[[ Provided information open ]]
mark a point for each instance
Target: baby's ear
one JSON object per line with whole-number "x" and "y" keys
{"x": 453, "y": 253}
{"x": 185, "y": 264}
[[ Provided information closed ]]
What you are asked to do:
All the data above must be copied again. Leave nothing out.

Task output:
mark a point for each instance
Target: baby's ear
one JSON object per line with whole-number "x" and "y" keys
{"x": 453, "y": 253}
{"x": 185, "y": 264}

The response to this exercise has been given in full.